**Written request**
Write out precisely the lines beginning with the line that contains "Practice. Locate the rock in" and ending with the last line of the entries, and no other lines.
>> begin Input records
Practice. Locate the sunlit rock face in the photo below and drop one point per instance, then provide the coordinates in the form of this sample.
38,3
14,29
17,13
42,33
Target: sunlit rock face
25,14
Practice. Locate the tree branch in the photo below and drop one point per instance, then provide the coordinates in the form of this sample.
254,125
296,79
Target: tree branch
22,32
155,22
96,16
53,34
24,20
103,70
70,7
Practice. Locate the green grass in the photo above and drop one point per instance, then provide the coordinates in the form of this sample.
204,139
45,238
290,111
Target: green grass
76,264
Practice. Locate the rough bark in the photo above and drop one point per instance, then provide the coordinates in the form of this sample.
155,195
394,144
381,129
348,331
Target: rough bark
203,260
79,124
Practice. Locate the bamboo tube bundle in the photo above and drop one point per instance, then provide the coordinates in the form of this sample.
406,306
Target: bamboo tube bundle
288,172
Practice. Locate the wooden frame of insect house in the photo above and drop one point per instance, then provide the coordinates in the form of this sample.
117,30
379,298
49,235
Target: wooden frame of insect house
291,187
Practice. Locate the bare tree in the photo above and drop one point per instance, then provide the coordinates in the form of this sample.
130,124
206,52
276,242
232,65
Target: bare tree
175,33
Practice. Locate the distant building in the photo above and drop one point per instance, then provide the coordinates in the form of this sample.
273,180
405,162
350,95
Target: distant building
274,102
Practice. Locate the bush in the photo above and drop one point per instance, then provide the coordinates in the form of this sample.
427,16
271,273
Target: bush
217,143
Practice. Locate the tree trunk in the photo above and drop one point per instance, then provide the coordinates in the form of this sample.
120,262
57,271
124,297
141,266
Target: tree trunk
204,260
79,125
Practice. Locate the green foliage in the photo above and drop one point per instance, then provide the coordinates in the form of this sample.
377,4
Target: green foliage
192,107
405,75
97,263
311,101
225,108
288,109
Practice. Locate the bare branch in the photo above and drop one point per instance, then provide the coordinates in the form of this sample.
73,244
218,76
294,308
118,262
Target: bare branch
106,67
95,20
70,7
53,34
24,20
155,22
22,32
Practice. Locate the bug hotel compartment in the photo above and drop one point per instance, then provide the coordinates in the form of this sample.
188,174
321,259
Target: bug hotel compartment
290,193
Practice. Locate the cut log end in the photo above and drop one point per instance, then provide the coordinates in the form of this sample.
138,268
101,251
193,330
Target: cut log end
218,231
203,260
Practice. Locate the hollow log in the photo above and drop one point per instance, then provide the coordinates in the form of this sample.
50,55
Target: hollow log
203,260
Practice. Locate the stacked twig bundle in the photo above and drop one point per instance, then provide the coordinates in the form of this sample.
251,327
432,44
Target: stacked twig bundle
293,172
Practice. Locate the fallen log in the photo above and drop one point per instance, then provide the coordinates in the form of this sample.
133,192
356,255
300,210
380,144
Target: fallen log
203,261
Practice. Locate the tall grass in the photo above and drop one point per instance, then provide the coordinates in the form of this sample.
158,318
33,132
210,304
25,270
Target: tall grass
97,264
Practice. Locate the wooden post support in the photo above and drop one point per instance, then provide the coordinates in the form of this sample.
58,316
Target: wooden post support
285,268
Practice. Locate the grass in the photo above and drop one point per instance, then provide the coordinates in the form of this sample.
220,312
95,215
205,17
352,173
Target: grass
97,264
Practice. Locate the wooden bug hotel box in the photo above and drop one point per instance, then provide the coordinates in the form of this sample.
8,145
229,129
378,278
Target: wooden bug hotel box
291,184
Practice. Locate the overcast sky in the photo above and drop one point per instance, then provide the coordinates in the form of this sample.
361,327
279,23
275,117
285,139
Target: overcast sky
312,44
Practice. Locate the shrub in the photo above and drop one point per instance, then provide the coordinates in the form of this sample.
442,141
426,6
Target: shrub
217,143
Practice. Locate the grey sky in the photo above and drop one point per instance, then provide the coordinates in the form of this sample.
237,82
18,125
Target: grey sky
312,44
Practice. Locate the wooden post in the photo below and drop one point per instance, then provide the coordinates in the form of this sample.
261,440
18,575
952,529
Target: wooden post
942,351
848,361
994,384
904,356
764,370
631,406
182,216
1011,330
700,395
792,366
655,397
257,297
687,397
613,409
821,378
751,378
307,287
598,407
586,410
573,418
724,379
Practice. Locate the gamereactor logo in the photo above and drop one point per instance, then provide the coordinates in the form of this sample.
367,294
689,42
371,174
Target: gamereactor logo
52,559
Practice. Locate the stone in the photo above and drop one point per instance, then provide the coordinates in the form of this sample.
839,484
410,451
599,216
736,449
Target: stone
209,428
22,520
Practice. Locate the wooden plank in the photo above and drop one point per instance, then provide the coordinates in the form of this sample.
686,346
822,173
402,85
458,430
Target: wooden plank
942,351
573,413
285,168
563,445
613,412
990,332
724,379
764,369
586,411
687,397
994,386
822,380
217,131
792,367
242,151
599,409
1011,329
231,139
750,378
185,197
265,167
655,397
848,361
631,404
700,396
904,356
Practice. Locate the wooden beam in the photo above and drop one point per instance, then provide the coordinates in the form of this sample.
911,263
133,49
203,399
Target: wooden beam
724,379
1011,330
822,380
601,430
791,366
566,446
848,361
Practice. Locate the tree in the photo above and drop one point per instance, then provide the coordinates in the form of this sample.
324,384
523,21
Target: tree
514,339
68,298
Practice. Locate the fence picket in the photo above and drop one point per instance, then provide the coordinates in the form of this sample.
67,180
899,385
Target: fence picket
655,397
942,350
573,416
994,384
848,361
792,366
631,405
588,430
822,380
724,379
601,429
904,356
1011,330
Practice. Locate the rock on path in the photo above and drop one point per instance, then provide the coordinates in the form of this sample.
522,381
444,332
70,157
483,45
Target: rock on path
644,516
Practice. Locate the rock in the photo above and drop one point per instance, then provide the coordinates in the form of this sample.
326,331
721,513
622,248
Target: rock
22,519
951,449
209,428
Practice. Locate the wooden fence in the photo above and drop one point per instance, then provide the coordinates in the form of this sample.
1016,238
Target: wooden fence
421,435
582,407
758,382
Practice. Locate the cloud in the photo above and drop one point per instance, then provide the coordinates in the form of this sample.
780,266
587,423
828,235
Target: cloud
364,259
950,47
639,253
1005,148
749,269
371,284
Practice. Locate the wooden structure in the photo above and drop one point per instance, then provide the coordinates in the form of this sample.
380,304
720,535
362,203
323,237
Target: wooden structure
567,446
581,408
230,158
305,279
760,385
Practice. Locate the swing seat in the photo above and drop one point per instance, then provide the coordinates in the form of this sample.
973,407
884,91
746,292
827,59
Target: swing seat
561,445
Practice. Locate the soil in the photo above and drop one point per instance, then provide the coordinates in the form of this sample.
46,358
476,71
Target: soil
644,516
>> end Input records
**Response to this exercise**
Practice. Locate the rock in the photo above and drop one point per instance, then provide the coordinates in the form of this sample.
326,331
721,513
622,248
Target: rock
22,519
951,449
209,428
Practice. Locate the wooden fence in the photo above and drop one point per instance, then provide the coordinates in the form of this sample.
1016,238
Target: wooden fence
421,435
582,407
758,382
Practice. Locate the cloud in the photo above and drop one point per instance, then provide the coordinates in the form of this sample.
780,266
587,423
828,235
Target: cloud
364,259
950,47
639,253
1005,148
749,269
371,284
Practice. Locate the wooden structure in the photo above and drop one point per instance, then provide the coordinates in the form of this sample.
380,304
720,535
362,203
323,237
Target: wooden structure
567,446
581,408
230,158
305,279
760,385
Practice. Locate the swing seat in the photo above and drop one point per instance, then provide the coordinates in the form of this sample.
973,407
884,91
746,292
827,59
Target: swing seat
561,445
Practice. Locate the soil in the photo above and drop one point per instance, then provide the coordinates in the form of this sample.
46,358
476,71
Target: soil
644,516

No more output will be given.